A 100 km/h dans le brouillard

La banque d'Angleterre s'inquiète du manque d'informations que les banques fournissent à propos de leur exposition à la Grèce, ainsi que sur les créances douteuses des particuliers. Presque trois ans après la crise, le brouillard reste épais.
Mervyn King, le gouverneur de la banque d'Angleterre. Copyright Reuters

Plus jamais ça. C'était en substance le message que le G20 à Londres, en avril 2009, avait délivré. La crise financière qui avait secoué le monde ne devait pas se reproduire, et les vingt principales puissances de la planète allaient s'assurer de mettre en place les protections et régulations nécessaires.

Plus de deux ans plus tard, la conférence de presse (voir ici la vidéo) donnée vendredi à la banque d'Angleterre donne une idée du manque catastrophique de progrès. Le comité de politique financière (FPC), groupe nouvellement formé, y présentait son tout premier rapport (version pdf en anglais ici). Il a comme objectif de prévenir des risques "systémiques" financiers : alors que jusqu'à présent le régulateur, la FSA, était responsable de superviser les entreprises financières une par une, et que la banque d'Angleterre était en charge de la politique monétaire, personne n'était censé superviser l'ensemble du système. Ce vide est désormais comblé, et c'est une excellente chose.

Ses premières conclusions ? Il y a beaucoup de raisons de s'inquiéter, mais franchement, personne ne sait vraiment quels sont les risques encourus. Le FPC, présidé par Mervyn King, le gouverneur de la banque d'Angleterre, met en particulier en avant le risque que la Grèce peut faire peser sur le Royaume-Uni. Jusque là, rien de bien surprenant. Mais ce qui est vraiment intéressant est qu'il admet qu'il ne sait pas évaluer ce risque.

L'exposition directe des banques britanniques à la dette grecque est connue, et est très limitée, à quelques milliards d'euros seulement. Mais l'exposition indirecte ? « Une banque britannique peut avoir prêté à une banque qui a elle-même prêté à une banque qui est exposée au risque souverain grec », explique Mervyn King. Là encore, pas de surprise : l'effet domino est à craindre. Cela a été dit et redit et c'est précisément pour cela que la Banque centrale européenne ne veut entendre parler d'un défaut de paiement de la Grèce.

(OBJECTIF)
Pour chacune des affirmations suivantes, répondez par oui ou par non selon qu'elle concorde ou non avec l'article sur la banque d'Angleterre, puis citez textuellement les mots de l'article qui tranchent.
1. Le FPC reconnaît être incapable d'évaluer le risque que représente la Grèce.
2. L'exposition directe des banques britanniques à la dette grecque est considérable.
3. Le G20 de Londres a eu lieu en avril 2009.

(DONNÉES)
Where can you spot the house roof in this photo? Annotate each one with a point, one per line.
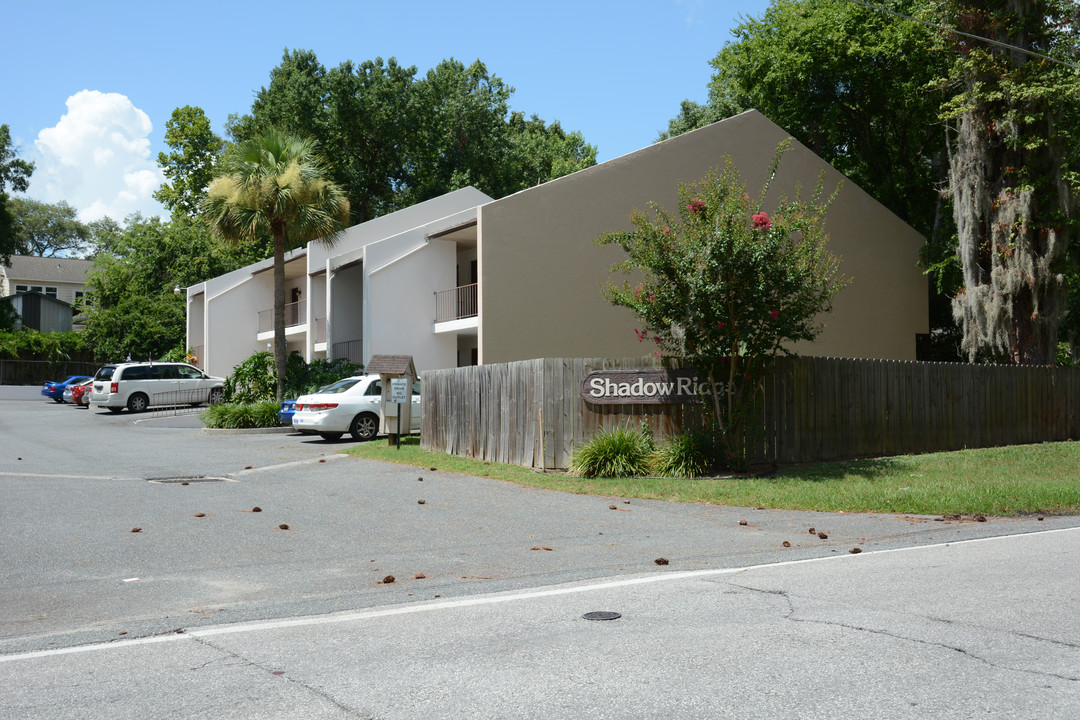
(48, 270)
(48, 299)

(SOLUTION)
1. Oui : « il admet qu'il ne sait pas évaluer ce risque »
2. Non : « est très limitée, à quelques milliards d'euros seulement »
3. Oui : « le G20 à Londres, en avril 2009 »